→ **WHAT TO PRODUCE**
Only the lines from the line containing "Place a point on every instance of the utility" to the end of the entries should be repeated, exactly as they appear.

→ **EXTRACTED RECORDS**
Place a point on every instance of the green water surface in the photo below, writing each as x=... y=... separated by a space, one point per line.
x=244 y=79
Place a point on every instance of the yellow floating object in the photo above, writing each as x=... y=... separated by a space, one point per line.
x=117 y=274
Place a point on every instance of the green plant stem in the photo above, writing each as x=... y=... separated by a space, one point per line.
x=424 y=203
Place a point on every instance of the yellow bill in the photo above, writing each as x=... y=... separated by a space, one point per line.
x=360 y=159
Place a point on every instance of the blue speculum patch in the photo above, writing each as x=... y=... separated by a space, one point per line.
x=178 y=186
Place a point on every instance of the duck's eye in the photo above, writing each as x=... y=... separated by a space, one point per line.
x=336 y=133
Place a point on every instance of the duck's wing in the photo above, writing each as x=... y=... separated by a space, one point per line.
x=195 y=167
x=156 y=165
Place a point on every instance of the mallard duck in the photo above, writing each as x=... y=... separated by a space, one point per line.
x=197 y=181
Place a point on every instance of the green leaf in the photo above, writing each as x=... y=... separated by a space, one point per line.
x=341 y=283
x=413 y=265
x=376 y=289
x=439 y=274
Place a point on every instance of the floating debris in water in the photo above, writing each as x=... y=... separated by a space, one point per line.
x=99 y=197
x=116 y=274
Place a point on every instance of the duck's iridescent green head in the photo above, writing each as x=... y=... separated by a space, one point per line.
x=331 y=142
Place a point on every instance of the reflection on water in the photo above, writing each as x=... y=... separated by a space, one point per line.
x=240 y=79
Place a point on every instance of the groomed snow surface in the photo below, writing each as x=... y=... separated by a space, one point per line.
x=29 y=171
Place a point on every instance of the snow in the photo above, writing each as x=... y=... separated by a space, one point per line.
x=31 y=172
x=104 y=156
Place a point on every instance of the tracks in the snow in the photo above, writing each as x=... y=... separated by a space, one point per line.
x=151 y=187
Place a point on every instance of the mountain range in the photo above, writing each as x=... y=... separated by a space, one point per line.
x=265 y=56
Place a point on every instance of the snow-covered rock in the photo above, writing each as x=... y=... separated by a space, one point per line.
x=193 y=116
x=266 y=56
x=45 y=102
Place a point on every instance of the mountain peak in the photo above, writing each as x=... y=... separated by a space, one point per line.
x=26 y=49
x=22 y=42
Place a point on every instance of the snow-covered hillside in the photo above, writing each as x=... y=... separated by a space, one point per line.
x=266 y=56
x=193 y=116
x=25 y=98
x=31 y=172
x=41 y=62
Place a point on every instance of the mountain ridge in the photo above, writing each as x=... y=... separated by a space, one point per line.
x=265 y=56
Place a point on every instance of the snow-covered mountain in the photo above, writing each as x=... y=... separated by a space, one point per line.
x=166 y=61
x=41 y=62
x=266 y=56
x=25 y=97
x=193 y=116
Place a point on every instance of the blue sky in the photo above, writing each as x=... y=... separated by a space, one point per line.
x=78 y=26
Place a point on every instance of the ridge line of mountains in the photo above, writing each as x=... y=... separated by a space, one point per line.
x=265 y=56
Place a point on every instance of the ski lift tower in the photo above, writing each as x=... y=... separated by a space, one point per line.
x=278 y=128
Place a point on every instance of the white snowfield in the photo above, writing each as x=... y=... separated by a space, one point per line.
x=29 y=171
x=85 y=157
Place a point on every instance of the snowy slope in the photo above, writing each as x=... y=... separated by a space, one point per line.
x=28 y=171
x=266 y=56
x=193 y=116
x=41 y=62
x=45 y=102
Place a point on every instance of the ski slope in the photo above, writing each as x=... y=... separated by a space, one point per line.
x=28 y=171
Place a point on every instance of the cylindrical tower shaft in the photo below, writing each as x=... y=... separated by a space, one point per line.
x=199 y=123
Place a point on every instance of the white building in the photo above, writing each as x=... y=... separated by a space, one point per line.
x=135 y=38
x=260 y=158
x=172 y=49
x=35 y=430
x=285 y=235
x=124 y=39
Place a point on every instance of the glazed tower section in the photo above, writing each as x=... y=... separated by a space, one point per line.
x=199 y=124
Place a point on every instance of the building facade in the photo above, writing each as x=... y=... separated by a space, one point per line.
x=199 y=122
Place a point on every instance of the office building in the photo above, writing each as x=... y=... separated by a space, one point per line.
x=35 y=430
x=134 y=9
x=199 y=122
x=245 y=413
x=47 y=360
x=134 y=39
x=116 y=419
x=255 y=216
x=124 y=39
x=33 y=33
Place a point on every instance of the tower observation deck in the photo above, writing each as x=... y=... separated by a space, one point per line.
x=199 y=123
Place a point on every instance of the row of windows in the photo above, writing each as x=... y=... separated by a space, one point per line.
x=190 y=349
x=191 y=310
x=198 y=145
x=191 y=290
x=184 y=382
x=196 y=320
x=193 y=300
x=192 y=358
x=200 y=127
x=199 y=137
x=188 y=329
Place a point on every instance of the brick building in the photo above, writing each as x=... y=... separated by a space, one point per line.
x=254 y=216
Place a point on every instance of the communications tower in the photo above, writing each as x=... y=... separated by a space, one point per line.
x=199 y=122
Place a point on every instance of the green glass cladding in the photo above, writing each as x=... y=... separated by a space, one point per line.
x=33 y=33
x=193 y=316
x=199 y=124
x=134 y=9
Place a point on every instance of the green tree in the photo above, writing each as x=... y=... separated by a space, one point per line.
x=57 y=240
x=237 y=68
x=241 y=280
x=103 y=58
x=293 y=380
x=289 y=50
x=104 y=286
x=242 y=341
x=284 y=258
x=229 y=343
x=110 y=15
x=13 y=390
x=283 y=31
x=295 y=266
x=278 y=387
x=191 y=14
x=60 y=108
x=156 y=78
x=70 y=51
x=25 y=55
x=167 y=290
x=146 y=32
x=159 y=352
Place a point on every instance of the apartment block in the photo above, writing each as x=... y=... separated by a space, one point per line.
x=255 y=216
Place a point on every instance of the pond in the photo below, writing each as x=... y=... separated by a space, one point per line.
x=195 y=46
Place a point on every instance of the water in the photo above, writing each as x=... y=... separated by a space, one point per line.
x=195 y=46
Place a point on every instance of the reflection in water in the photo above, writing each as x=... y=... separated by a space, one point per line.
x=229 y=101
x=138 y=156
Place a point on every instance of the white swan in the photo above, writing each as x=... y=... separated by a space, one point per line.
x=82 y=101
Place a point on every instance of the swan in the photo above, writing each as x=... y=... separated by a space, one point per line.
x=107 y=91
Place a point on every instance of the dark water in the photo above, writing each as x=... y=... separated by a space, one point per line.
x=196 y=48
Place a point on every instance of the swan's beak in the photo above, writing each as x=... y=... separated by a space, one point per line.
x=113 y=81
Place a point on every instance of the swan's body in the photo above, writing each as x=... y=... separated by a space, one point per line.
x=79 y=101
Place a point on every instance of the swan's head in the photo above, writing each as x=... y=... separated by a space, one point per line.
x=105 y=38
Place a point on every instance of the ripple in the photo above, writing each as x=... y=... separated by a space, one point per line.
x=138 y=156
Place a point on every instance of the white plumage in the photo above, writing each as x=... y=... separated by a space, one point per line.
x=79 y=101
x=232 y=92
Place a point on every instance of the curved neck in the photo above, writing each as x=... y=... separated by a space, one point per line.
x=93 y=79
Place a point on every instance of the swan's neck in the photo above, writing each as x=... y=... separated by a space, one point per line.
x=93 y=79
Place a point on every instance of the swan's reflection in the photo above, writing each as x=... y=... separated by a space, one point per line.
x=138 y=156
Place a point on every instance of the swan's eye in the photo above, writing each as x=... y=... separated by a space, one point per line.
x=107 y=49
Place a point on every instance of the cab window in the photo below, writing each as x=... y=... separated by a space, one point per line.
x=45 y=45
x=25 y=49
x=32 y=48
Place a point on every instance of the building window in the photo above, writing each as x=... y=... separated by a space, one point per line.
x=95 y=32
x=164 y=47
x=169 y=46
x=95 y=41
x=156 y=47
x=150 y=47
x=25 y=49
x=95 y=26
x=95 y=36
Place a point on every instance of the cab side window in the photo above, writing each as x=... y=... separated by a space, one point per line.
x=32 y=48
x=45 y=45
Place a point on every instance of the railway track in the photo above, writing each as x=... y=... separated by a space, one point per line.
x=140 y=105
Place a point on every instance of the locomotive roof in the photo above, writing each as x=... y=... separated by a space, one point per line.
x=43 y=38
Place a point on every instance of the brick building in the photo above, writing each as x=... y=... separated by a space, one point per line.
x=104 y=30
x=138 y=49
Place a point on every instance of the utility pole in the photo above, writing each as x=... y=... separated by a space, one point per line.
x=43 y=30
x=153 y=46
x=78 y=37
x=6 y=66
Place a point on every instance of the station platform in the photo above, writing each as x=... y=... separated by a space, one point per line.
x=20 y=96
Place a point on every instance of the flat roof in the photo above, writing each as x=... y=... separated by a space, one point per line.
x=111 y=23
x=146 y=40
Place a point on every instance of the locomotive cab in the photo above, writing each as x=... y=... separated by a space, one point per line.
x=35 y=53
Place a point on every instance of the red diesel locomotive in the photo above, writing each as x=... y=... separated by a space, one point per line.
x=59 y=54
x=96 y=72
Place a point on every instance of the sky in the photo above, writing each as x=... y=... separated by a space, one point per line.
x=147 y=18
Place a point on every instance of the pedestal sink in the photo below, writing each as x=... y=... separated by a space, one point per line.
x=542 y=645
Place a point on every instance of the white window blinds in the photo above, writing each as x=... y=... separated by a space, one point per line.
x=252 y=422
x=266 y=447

→ **THE SOLUTION**
Place a point on every instance of the utility pole in the photo above, writing each as x=... y=... separated by a space, one point per line.
x=43 y=30
x=153 y=46
x=78 y=37
x=6 y=66
Place a point on every instance of the station platform in the photo above, writing each as x=... y=... separated by a space, one point per line.
x=20 y=96
Place a point on every instance of the flat roof in the photo above, writing each as x=... y=... separated by a space, one point per line.
x=111 y=23
x=146 y=40
Place a point on every instance of the locomotive cab in the photo above, writing each as x=... y=... separated by a space, one point per line.
x=35 y=53
Place a point on every instance of the red diesel locomotive in the photo above, writing each as x=... y=... separated by a space, one point per line.
x=59 y=54
x=96 y=72
Place a point on every instance of the sky in the photo above, writing each as x=... y=... separated by a space, one point per line.
x=147 y=18
Place a point on every instance of the pedestal sink in the photo below, writing each as x=... y=... separated by a space, one point per line.
x=542 y=645
Place a point on every instance of the white window blinds in the photo above, writing each as x=... y=... separated by a space, one point per line.
x=252 y=422
x=266 y=447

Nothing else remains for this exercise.